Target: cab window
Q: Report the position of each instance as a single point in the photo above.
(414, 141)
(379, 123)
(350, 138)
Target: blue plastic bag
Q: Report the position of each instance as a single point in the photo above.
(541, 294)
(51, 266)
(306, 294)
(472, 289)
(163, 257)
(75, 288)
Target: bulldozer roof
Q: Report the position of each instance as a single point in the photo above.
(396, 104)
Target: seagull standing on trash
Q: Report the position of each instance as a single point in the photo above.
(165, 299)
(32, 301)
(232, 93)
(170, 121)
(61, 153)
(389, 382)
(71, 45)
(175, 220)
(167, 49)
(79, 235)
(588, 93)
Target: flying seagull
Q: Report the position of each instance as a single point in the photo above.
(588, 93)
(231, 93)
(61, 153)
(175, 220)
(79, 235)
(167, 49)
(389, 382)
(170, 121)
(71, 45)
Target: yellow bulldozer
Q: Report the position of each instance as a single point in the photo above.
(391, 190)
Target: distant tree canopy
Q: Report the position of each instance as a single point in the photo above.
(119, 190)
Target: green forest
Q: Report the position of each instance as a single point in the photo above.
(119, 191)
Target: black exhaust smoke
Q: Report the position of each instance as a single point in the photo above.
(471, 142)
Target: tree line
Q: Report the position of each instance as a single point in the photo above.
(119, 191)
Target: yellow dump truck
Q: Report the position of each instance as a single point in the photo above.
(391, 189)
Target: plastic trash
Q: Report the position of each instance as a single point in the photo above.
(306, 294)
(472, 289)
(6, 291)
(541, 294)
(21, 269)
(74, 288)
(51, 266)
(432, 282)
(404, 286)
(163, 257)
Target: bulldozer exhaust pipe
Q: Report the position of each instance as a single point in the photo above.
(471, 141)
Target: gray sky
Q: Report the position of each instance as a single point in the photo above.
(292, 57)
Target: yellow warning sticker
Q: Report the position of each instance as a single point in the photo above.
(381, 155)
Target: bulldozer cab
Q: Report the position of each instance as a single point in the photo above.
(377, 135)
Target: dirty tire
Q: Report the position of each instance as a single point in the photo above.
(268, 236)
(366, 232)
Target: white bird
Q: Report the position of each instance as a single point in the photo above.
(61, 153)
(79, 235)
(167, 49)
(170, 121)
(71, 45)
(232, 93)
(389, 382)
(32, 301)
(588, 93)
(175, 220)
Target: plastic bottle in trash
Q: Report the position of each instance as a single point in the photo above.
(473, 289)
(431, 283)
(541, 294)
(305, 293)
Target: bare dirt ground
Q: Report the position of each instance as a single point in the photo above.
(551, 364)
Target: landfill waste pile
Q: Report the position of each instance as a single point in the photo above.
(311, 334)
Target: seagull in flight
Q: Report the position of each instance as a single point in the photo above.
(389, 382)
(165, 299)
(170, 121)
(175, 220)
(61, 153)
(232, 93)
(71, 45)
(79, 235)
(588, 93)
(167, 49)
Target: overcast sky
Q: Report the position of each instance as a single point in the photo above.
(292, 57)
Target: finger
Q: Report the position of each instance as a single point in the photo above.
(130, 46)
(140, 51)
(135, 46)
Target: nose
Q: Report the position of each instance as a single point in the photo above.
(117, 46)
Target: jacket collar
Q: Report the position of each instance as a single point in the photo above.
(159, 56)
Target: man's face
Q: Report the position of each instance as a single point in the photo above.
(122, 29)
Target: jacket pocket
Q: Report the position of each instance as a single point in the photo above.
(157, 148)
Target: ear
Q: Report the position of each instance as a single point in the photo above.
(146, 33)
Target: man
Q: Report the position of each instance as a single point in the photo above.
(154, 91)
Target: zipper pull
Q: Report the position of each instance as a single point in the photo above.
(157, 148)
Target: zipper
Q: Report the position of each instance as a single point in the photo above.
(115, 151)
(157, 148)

· · · · · · ·

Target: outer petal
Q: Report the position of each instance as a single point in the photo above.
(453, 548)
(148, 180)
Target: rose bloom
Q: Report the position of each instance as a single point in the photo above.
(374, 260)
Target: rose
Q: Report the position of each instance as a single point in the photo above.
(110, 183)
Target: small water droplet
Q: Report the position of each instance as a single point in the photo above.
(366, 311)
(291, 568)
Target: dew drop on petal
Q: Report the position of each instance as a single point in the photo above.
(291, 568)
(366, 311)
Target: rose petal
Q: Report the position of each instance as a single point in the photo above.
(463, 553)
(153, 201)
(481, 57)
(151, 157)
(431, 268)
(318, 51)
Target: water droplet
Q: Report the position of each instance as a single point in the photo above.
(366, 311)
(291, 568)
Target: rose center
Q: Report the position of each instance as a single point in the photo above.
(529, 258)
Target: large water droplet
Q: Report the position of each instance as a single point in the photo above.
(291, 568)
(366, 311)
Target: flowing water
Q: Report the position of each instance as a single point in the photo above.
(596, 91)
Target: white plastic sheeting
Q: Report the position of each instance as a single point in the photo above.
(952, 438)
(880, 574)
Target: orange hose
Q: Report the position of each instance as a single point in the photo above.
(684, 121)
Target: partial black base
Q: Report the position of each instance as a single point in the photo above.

· · · · · · ·

> _Required work_: Extract every line of the entries above that contains the word "jacket".

> _Final answer_:
Target: jacket collar
Target: jacket pocket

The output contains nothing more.